Exercise — Can you copy the material below line for line, changing nothing?

........

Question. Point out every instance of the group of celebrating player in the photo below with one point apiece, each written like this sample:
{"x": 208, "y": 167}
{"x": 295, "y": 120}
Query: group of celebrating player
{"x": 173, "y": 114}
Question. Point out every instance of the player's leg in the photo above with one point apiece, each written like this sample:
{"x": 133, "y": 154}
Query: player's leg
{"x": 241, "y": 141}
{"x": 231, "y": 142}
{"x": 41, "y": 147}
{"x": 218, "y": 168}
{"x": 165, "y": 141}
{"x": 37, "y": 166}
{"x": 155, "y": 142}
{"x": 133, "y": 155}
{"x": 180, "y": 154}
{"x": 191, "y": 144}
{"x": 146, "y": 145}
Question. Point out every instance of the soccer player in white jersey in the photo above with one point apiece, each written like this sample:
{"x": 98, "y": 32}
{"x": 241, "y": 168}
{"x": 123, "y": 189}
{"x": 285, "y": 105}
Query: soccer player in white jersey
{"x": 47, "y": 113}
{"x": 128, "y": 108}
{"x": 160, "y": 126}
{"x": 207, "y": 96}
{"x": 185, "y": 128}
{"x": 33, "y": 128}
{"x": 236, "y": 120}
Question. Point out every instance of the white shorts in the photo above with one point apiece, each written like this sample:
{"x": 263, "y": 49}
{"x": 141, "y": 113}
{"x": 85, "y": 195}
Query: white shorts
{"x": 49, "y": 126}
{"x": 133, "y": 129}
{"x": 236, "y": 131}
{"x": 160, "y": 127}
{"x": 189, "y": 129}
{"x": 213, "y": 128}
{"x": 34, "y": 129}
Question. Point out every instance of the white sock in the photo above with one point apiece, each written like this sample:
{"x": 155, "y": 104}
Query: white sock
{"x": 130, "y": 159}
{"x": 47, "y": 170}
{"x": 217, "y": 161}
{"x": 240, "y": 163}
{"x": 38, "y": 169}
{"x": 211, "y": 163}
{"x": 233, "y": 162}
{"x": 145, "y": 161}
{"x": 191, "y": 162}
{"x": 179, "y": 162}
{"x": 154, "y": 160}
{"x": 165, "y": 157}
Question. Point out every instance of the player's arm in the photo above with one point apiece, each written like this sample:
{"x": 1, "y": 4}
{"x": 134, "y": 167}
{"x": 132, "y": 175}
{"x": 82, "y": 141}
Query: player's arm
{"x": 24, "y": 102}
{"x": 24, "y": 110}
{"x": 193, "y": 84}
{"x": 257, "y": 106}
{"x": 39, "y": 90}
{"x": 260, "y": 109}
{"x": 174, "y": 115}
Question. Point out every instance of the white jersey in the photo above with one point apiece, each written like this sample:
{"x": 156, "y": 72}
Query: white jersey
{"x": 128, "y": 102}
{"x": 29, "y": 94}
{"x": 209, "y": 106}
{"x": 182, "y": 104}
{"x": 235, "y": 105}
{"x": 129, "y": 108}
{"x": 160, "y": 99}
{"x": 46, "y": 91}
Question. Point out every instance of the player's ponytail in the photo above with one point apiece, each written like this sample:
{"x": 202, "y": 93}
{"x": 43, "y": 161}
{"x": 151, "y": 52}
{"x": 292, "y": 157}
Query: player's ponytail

........

Full solution —
Question. Point out every instance of the group of celebrating player in the photo below with one point apiece, each written like this sample:
{"x": 208, "y": 167}
{"x": 295, "y": 120}
Query: group of celebrating player
{"x": 173, "y": 114}
Question. Point out every instance of the player's leg in the photo above with one point apiece, each written like this sample:
{"x": 133, "y": 154}
Query: player's leg
{"x": 241, "y": 141}
{"x": 231, "y": 142}
{"x": 41, "y": 147}
{"x": 218, "y": 168}
{"x": 165, "y": 141}
{"x": 37, "y": 166}
{"x": 155, "y": 142}
{"x": 133, "y": 155}
{"x": 180, "y": 154}
{"x": 191, "y": 144}
{"x": 146, "y": 145}
Question. Point out every instance of the soccer player in white jersey in the photo above with one point apiece, each written like this sample:
{"x": 98, "y": 32}
{"x": 241, "y": 168}
{"x": 123, "y": 189}
{"x": 285, "y": 105}
Query: soccer player in white jersey
{"x": 47, "y": 113}
{"x": 128, "y": 108}
{"x": 160, "y": 126}
{"x": 207, "y": 96}
{"x": 185, "y": 128}
{"x": 33, "y": 128}
{"x": 236, "y": 120}
Question. Point out every instance of the white shorts in the photo above with one point apiece, each written like this sample:
{"x": 263, "y": 49}
{"x": 141, "y": 113}
{"x": 85, "y": 195}
Query: white shorts
{"x": 49, "y": 126}
{"x": 133, "y": 129}
{"x": 236, "y": 131}
{"x": 160, "y": 127}
{"x": 189, "y": 129}
{"x": 213, "y": 128}
{"x": 34, "y": 129}
Question. Point out every instance of the white sock in the photo above with one point apiece, each written like this sample:
{"x": 155, "y": 104}
Query: white sock
{"x": 130, "y": 159}
{"x": 47, "y": 170}
{"x": 217, "y": 161}
{"x": 240, "y": 163}
{"x": 38, "y": 169}
{"x": 211, "y": 163}
{"x": 233, "y": 162}
{"x": 145, "y": 161}
{"x": 191, "y": 162}
{"x": 179, "y": 162}
{"x": 154, "y": 160}
{"x": 165, "y": 157}
Question. Point out every instance of the player's arm in the photo above with one point apiece, each written like this sample:
{"x": 1, "y": 4}
{"x": 134, "y": 167}
{"x": 132, "y": 175}
{"x": 82, "y": 141}
Query: player's arm
{"x": 24, "y": 102}
{"x": 24, "y": 110}
{"x": 193, "y": 84}
{"x": 257, "y": 106}
{"x": 39, "y": 90}
{"x": 260, "y": 109}
{"x": 174, "y": 115}
Question. Point out every instance of the white jersey in the photo above with one point apiece, each written like this sample:
{"x": 156, "y": 72}
Query: white jersey
{"x": 128, "y": 102}
{"x": 29, "y": 94}
{"x": 209, "y": 106}
{"x": 182, "y": 104}
{"x": 235, "y": 105}
{"x": 129, "y": 108}
{"x": 160, "y": 99}
{"x": 46, "y": 91}
Question. Point out every instance of the player's ponytail in the photo above with one point apiece, each written like this sample:
{"x": 202, "y": 93}
{"x": 43, "y": 161}
{"x": 151, "y": 52}
{"x": 292, "y": 157}
Query: player's ponytail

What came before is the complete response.